- Task statement -
Copy out nothing but the line containing "Target: magnolia flower" and the lines that follow it to the end of the entries, exactly as they stand.

- Stored data -
····················
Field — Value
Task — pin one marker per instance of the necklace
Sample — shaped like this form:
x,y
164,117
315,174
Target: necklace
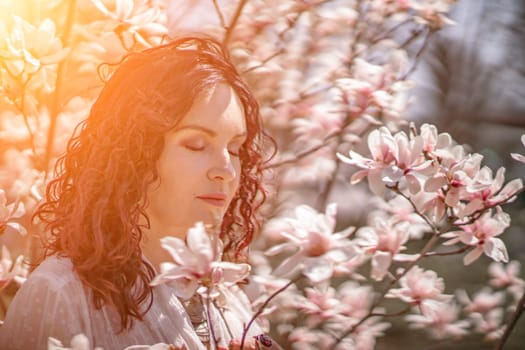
x,y
197,313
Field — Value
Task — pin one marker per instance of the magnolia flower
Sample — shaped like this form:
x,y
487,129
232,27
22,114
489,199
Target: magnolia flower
x,y
394,157
482,236
79,342
10,211
490,324
418,287
12,272
355,299
399,210
486,191
27,48
505,275
139,19
440,320
383,241
197,266
320,305
317,247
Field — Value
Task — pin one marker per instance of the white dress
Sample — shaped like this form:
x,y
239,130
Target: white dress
x,y
53,302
····················
- Response area -
Target: magnolia flower
x,y
394,157
482,236
79,342
10,211
490,324
418,287
12,272
355,299
399,210
486,191
27,48
505,275
139,19
440,320
383,241
197,266
320,305
317,247
Field — Value
Task — pin one marker per instance of the white dress
Sample — shaped like this form:
x,y
239,130
Target: white dress
x,y
53,302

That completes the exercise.